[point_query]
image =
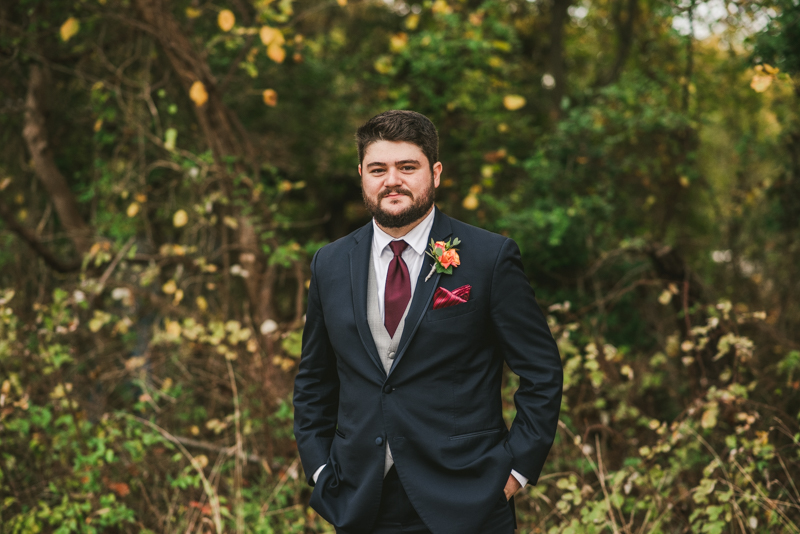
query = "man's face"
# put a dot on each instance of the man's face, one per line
(397, 182)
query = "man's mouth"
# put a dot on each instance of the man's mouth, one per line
(395, 194)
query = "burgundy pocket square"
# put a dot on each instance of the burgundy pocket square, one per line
(444, 298)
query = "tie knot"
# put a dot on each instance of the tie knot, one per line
(398, 247)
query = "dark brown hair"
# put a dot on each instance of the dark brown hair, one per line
(400, 125)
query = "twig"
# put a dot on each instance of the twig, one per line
(283, 478)
(239, 453)
(110, 269)
(212, 497)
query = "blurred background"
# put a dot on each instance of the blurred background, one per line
(168, 169)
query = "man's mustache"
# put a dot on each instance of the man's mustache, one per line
(394, 190)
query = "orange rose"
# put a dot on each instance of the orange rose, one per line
(449, 258)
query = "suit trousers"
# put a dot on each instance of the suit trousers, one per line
(396, 514)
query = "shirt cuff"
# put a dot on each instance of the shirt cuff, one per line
(521, 479)
(315, 476)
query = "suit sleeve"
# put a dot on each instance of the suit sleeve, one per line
(528, 347)
(316, 387)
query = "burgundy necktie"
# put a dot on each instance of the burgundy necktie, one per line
(398, 288)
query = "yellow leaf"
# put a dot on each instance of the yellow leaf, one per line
(198, 93)
(770, 69)
(383, 64)
(709, 419)
(665, 297)
(180, 218)
(470, 202)
(173, 329)
(760, 83)
(170, 287)
(398, 42)
(440, 7)
(270, 97)
(69, 28)
(226, 20)
(276, 52)
(513, 102)
(269, 35)
(627, 371)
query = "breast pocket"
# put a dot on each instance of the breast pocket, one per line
(459, 310)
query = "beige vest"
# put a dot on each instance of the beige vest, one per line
(386, 345)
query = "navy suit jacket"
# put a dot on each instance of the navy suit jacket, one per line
(439, 408)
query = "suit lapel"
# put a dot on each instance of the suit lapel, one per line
(360, 262)
(423, 291)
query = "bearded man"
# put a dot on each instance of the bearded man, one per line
(398, 412)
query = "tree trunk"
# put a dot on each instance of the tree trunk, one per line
(228, 141)
(35, 134)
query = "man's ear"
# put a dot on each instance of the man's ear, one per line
(437, 173)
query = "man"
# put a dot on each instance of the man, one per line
(398, 415)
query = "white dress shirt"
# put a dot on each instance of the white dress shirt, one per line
(414, 256)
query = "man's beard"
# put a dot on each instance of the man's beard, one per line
(418, 208)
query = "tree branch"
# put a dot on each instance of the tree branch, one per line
(33, 242)
(35, 134)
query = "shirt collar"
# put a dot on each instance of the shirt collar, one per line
(415, 238)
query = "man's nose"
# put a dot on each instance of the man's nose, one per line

TASK GOAL: The answer must be an exact copy of the records, with no pictures in it.

WORKED SOLUTION:
[point_query]
image =
query = "man's face"
# put a dot on each instance of the man's face, one per line
(397, 182)
query = "man's mouth"
# put a dot on each instance of the man's mouth, one per line
(395, 194)
query = "burgundy pocket square"
# put a dot on each instance of the burgundy pocket square, one per line
(444, 298)
query = "tie knot"
# put a dot on each instance of the tie knot, one per line
(398, 247)
query = "dark brown hair"
# put a dot on each instance of the dark brown hair, one per line
(400, 125)
query = "twig"
# put a dot on each instance of the twig, one per line
(283, 478)
(239, 453)
(110, 269)
(212, 497)
query = "blurred background"
# put a dot on each instance of the blurred background, one per line
(168, 169)
query = "man's mustache"
# put a dot on each instance of the man's mustache, one per line
(394, 190)
query = "orange rose"
# put a dot on each instance of the orange rose, one per line
(449, 258)
query = "suit trousers"
# put a dot on each instance of the suit trousers, one per line
(396, 514)
query = "shirt cuff"
# put a dot on each instance of the shirt cuff, one per line
(521, 479)
(315, 476)
query = "suit sleeve"
# put a dot on each instance of the suit sleeve, one per line
(528, 347)
(316, 387)
query = "burgundy necktie"
# put a dot on each instance of the burgundy necktie, one per line
(398, 288)
query = "yellow leaf"
# put a dot on each instance of the yellow leaf, one per line
(198, 93)
(770, 69)
(383, 64)
(709, 419)
(665, 297)
(180, 218)
(470, 202)
(173, 329)
(760, 83)
(170, 287)
(398, 42)
(440, 7)
(270, 97)
(69, 28)
(226, 20)
(276, 52)
(513, 102)
(269, 35)
(627, 371)
query = "breast pocket"
# put a dot on each instance of the breast pocket, one per line
(459, 310)
query = "beige vest"
# put a dot on each instance of the beige vest, one per line
(386, 345)
query = "navy suit jacket"
# put a dot on each instance of the navy suit jacket, one per line
(439, 408)
query = "suit lapel"
# put a dot on each instance of the suit lapel, one per line
(360, 262)
(423, 291)
query = "bearded man"
# put a dot on each instance of the bearded man, one per line
(398, 412)
query = "tree trunk"
# put a dot on each instance of the tree trunk, one per line
(228, 141)
(35, 134)
query = "man's ear"
# put a dot on each instance of the man's ear, one per line
(437, 173)
query = "man"
# put a dot on each instance of the man, one per line
(398, 415)
query = "white dress shirt"
# put a dot on each instance of the white dress shirt, one per line
(414, 256)
query = "man's beard"
# put a dot on each instance of the man's beard, one per line
(418, 208)
query = "tree branch"
# put a dot on each instance of the tree branch, one per line
(33, 242)
(35, 134)
query = "shirt collar"
# put a dot on each instance of the shirt collar, one per line
(415, 238)
query = "man's nose"
# put a dot on each instance of the man's nose, one per line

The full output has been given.